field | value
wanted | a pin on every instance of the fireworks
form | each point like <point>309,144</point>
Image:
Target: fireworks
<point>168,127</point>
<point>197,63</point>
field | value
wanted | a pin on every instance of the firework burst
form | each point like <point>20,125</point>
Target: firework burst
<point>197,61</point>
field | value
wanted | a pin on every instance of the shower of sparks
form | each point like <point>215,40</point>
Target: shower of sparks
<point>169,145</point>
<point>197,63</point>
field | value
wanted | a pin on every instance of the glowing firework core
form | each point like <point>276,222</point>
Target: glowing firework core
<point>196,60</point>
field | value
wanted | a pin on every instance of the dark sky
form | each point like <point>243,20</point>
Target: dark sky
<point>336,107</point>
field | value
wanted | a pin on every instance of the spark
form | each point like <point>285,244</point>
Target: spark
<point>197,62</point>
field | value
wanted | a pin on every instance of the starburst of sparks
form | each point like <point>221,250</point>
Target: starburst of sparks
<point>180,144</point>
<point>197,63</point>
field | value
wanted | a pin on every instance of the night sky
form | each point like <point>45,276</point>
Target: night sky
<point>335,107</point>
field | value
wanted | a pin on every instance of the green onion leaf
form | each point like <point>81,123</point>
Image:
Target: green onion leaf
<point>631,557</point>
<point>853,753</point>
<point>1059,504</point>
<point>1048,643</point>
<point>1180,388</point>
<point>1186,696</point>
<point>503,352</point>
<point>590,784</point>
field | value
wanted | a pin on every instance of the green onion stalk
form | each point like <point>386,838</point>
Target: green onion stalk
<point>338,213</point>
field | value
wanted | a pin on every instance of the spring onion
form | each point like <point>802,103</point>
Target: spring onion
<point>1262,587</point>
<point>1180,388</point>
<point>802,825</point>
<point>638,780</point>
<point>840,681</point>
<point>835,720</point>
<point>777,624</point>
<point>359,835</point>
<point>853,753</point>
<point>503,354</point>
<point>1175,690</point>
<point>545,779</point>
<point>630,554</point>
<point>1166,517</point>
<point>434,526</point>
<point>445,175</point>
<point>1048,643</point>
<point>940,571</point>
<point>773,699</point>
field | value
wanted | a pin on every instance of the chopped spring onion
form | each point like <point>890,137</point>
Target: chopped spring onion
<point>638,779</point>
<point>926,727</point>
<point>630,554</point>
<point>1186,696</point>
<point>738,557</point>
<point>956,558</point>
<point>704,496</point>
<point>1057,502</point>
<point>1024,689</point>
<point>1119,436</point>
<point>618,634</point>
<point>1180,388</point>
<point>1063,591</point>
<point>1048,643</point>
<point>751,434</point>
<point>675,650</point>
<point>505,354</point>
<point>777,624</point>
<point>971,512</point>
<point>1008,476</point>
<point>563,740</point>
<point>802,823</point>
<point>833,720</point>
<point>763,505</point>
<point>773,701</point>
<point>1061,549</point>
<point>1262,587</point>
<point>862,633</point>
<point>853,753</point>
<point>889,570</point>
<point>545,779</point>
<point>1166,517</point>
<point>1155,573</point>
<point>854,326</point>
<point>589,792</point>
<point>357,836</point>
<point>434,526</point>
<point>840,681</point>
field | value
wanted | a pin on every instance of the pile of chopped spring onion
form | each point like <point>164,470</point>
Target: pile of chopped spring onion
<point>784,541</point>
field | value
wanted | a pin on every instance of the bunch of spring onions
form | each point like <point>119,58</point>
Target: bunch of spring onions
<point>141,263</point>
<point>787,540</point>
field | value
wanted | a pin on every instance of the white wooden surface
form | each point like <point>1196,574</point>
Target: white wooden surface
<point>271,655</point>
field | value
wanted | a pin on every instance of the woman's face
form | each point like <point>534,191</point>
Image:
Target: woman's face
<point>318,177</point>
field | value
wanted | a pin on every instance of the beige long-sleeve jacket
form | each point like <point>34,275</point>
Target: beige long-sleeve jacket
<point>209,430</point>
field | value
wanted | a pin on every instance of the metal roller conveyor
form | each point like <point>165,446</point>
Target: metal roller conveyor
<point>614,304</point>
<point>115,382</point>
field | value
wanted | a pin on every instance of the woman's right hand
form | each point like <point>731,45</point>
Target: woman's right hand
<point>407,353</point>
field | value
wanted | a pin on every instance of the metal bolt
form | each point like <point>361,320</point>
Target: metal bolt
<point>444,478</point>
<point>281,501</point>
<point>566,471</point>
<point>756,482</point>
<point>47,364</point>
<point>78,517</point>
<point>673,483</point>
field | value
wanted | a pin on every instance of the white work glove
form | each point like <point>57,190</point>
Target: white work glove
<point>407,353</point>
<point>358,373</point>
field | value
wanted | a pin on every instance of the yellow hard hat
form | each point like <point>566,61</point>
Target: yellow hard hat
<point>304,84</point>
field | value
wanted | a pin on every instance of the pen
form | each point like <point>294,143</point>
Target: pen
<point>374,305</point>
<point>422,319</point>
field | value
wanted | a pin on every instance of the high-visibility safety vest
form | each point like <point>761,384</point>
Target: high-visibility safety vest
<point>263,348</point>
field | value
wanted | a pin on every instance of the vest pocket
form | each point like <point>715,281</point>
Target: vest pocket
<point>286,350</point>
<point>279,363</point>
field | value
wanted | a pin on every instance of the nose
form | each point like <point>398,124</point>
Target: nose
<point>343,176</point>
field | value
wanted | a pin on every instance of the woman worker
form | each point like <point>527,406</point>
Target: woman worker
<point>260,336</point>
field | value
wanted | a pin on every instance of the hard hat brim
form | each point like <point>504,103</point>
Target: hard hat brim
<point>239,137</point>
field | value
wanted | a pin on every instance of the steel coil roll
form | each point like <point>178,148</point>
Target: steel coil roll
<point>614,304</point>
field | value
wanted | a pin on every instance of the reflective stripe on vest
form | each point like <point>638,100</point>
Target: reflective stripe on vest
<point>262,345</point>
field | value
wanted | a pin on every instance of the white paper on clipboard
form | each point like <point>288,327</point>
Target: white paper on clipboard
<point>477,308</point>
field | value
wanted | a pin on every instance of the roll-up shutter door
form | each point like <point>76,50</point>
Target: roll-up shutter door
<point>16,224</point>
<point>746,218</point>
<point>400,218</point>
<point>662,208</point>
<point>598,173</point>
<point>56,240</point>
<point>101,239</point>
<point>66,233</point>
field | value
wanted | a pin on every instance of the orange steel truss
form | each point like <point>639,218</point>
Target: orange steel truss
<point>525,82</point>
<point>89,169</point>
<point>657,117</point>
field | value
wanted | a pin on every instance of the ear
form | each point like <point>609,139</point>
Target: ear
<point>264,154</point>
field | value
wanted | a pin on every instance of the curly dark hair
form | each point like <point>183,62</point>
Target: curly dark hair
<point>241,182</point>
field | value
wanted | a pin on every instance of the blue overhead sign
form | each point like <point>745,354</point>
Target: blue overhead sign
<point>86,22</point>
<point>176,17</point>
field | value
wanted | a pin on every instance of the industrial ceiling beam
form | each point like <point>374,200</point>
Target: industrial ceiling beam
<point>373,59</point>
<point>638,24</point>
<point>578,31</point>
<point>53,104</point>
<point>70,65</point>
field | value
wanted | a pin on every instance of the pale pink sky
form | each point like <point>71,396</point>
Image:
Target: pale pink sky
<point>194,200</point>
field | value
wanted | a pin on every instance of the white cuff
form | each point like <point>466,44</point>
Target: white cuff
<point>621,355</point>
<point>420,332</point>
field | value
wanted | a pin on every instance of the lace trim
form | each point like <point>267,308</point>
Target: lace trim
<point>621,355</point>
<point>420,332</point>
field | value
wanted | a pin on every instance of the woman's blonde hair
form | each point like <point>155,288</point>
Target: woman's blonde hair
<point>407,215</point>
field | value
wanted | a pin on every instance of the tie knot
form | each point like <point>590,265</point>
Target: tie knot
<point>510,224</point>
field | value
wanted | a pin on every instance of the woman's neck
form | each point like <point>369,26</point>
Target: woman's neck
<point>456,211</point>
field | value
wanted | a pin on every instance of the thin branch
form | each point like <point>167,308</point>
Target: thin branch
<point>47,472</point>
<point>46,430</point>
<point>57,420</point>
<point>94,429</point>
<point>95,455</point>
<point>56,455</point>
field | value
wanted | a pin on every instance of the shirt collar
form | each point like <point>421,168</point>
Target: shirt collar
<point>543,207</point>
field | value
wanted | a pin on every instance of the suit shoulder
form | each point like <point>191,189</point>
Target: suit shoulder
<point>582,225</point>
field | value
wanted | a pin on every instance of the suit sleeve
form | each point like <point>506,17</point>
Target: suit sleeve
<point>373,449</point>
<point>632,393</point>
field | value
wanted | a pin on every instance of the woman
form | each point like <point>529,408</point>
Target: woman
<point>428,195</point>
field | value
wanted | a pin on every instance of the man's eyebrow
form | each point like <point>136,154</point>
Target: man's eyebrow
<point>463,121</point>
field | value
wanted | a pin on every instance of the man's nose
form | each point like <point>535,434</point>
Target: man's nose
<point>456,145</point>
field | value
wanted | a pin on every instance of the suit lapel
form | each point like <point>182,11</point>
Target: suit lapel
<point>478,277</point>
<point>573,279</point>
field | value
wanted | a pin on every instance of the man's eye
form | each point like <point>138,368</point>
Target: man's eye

GOAL
Which lines of the data above contain the word "pink"? Copy out each of them.

RESULT
wanted | a pin on every instance of the pale pink sky
Target: pale pink sky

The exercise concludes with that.